We do pray for mercy, and that same prayer doth teach us all to render the deeds of mercy. (William Shakespeare)
With all this frenzied chatter about a monolithic wall to keep “bad hombres” out, and religious tests to ban Muslims from entering the United States, one might get the impression that hostility toward immigrants is a new phenomenon in America, reflective of a contemporary global threat in its urgency to keep us “safe.” Nothing could be further from the truth. (Have patience, we’ll get to Shakespeare before the final curtain.)
When the Religious Society of Friends, who became known as Quakers, formed in mid-17th century England, they were persecuted by the established church and its leaders. Some Quakers took refuge in the Netherlands. Others came to the New World where, quelle surprise!, their books were burned, their

property confiscated, and their “heretic” selves thrown into prisons or banished by Massachusetts Puritans. Several were executed.
Under the leadership of Roger Williams, a community of Quakers established a safe haven at Providence Plantations (now, Rhode Island) in 1657, but that same year saw Quakers being flogged, fined, and imprisoned in New Amsterdam (the southern tip of Manhattan). When Edward Hart, the town clerk of Flushing, reminded Governor Stuyvesant that the town charter promised citizens liberty of conscience, Hart was arrested along with two other magistrates who had signed his petition.
What Would Emma Lazarus Say?
Okay, it can be argued that this was well before we declared our independence and became this grand experiment called the United States of America. Before we proclaimed ourselves a melting pot. Before the Statue of Liberty lifted her torch, a beacon of light to welcome the world’s “huddled masses yearning to breathe free,” as poet Emma Lazarus put it. And yet, in the several decades both before and after Lady Liberty was erected (1886), hostility to immigrants was vocal and widespread.
What were these “dirty, lazy, untrustworthy” Irish, Italians, and Chinese wannabe citizens doing to earn such public disapprobation?
Well, many of them were building the railroads that would span the country, connecting the East Coast to the West, and increasing the wealth of a newly-industrialized America by millions.

> _DATASET ROWS_
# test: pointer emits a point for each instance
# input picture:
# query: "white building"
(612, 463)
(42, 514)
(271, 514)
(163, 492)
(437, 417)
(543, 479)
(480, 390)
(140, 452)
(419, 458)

---

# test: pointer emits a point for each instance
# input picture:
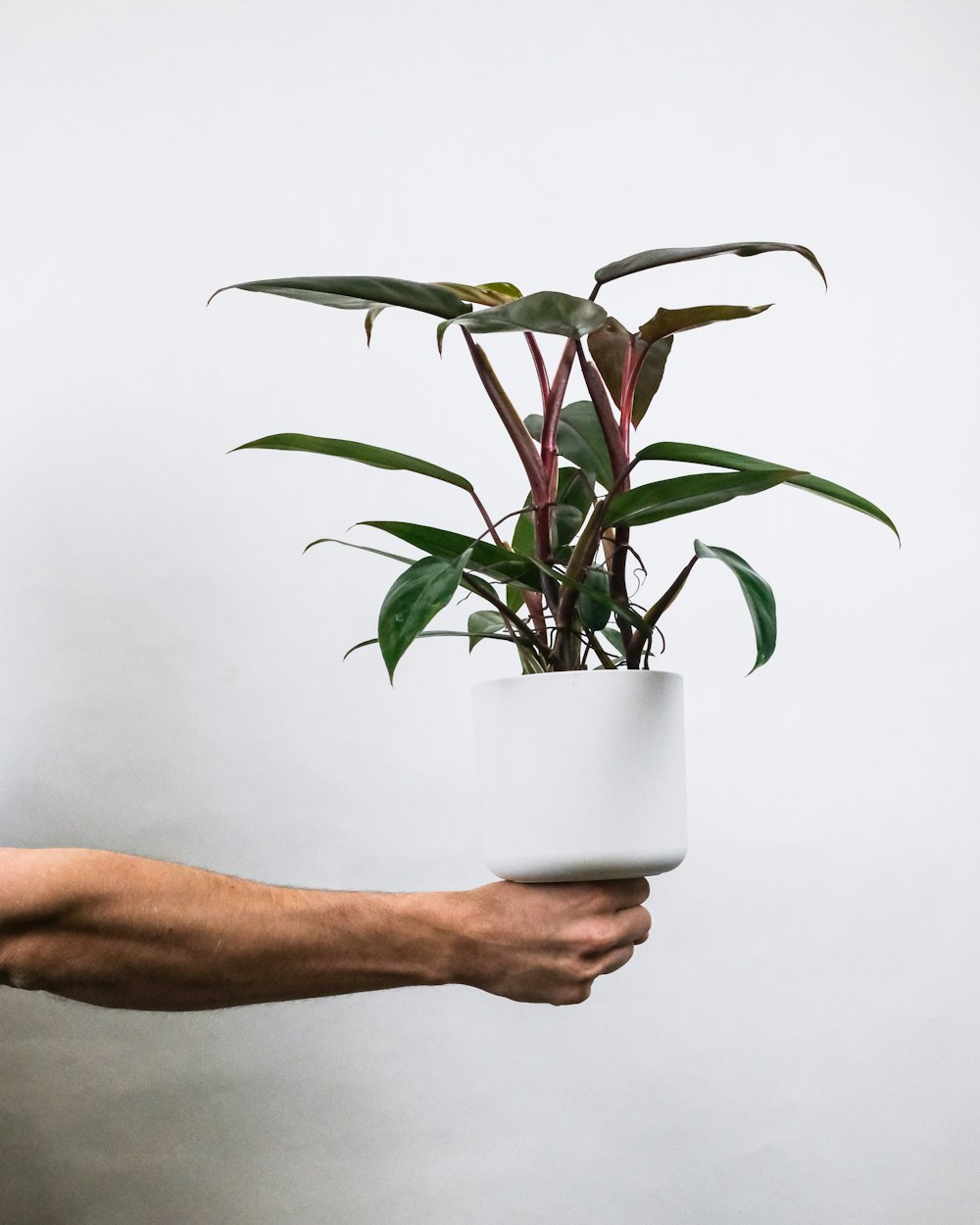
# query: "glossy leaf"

...

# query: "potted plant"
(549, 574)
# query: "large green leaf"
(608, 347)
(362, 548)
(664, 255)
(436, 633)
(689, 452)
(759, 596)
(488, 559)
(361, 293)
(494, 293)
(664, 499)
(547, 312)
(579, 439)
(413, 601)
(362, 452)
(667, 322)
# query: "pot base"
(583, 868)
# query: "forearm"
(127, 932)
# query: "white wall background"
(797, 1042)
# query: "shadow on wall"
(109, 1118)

> _REQUIREMENT_
Write the next part of the essay on hostility toward immigrants in America, starting after its last sentence.

> _SOLVED EXERCISE_
One of the charges made against immigrants then and now is that they “steal” jobs from “real” Americans. But I’m guessing the wealth did not trickle down to those who actually built the railroads. And the work was brutal. Tunneling through the Sierra Mountains at eight inches a day with hammers and chisels, always under threat from the black powder used to blast through the rock. Laying down mile after mile of track by hand in the rain, wind, and snow. Today, immigrants harvest our food and slaughter livestock on industrial and factory farms. Grueling work that leaves many workers sick and broken. Let’s be honest: Immigrants have always done the jobs no one else wants to do. And their employers have always profited handsomely. Sub-minimum wages. No benefits.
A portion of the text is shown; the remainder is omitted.